[Directions] Show all lines containing "entry" from the data below.

[Dataset entries]

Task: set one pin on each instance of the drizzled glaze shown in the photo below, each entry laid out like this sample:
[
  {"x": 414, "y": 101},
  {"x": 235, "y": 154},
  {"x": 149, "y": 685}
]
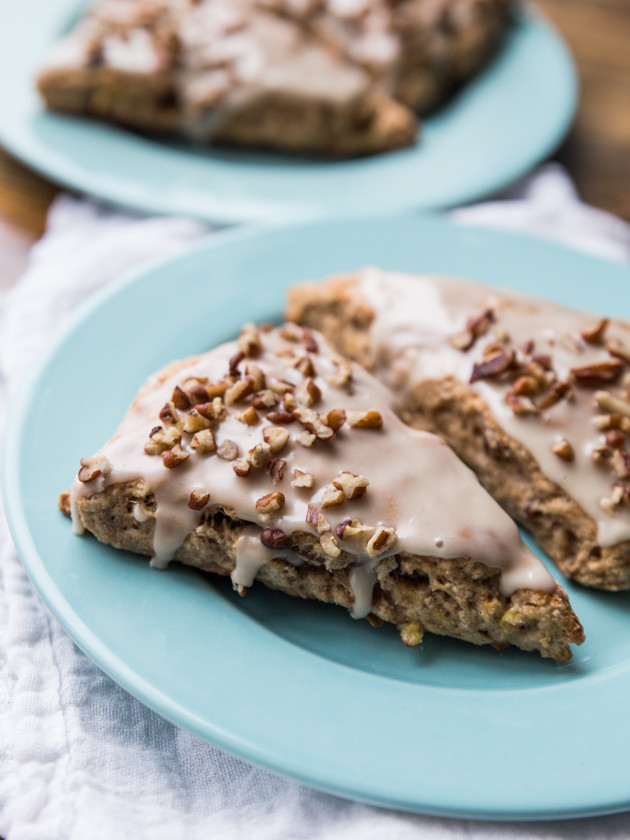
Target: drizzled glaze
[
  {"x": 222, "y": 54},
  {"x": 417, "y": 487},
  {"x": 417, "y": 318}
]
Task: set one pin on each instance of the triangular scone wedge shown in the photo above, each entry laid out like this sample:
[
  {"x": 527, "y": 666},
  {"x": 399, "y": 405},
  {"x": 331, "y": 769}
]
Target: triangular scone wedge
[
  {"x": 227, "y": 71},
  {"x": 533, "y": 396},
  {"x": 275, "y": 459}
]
* * *
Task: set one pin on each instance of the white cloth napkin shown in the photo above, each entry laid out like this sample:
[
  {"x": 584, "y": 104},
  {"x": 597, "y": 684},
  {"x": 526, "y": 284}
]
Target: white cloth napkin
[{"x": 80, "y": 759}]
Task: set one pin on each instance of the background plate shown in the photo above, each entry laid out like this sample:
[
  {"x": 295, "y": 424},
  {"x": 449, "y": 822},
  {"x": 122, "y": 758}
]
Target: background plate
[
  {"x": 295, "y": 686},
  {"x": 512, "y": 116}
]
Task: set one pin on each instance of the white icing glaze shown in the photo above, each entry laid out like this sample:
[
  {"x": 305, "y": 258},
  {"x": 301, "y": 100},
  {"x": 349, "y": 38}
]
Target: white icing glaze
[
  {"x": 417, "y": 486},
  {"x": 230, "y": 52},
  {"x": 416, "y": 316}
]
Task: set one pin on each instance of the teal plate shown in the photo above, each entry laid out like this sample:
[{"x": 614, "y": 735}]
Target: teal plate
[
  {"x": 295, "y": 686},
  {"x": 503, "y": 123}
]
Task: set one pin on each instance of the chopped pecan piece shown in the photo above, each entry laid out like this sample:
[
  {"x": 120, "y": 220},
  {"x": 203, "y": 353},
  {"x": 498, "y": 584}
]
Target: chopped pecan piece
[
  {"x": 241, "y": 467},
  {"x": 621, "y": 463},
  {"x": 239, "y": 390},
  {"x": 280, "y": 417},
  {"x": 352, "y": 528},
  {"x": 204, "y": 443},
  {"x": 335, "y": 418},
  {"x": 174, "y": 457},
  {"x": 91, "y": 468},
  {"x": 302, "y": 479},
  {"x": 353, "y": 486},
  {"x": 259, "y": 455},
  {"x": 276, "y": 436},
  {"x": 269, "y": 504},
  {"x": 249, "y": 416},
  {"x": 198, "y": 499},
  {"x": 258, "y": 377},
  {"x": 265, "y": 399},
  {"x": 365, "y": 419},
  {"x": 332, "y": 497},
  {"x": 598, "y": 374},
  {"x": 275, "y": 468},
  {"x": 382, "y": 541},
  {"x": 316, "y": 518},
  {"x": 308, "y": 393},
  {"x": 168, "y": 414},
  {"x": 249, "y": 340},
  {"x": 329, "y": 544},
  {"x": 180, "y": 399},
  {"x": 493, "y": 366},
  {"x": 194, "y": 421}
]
==
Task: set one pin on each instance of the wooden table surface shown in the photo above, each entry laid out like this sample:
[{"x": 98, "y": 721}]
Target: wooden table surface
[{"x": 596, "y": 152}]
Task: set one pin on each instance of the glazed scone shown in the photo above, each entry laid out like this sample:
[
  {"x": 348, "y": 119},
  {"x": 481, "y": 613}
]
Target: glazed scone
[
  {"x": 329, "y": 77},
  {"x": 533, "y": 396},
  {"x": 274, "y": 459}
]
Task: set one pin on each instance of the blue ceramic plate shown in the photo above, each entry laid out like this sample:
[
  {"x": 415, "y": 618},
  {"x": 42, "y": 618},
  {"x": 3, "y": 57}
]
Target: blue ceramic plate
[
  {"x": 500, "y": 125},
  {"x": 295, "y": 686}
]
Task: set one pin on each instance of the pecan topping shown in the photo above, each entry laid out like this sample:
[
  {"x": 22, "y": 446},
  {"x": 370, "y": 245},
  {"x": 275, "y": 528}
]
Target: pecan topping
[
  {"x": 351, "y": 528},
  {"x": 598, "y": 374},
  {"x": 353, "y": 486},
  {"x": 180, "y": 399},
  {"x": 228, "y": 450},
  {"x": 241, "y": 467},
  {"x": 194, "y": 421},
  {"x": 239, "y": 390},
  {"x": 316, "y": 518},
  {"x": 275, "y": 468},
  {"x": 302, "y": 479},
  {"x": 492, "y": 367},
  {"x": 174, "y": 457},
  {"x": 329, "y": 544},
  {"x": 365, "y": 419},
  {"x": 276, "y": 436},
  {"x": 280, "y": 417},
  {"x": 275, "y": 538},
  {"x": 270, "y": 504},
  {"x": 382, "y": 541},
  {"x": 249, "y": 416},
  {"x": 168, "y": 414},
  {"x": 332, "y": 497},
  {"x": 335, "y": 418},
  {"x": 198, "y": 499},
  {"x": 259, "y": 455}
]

[Answer section]
Task: set one pin on each instance of the drizzled glaze shown in the photo below, each entry laid out like this sample:
Task: set one pin on each instance of the triangular scone wedge shown in the photo above, each entry laid out like this sample:
Task: set one pin on each instance of the white cloth napkin shown in the photo above, each entry laid out like this sample:
Task: set one pin on each instance of the background plate shown in the photo above, each entry laid out like this sample:
Task: set one pin on each instance of the white icing glaze shown in the photo above, each entry laid out like this sample:
Task: set one pin on each instance of the teal plate shown in the photo above, each entry laid out like this sample:
Task: set one pin on each instance of the chopped pecan piece shown in the photo above, each entry laid out like this sample:
Task: set one pin on each instance of the wooden table surface shown in the photo above, each entry laid out like this sample:
Task: set one pin on each instance of the glazed scone shown in the photo above, each entry laid out like this sample:
Task: set one pin on each instance of the blue ceramic plate shown in the photo above, each entry laid out like this sample:
Task: set one pin on each instance of the pecan topping shown in the photo above, each entry laid out like this sample:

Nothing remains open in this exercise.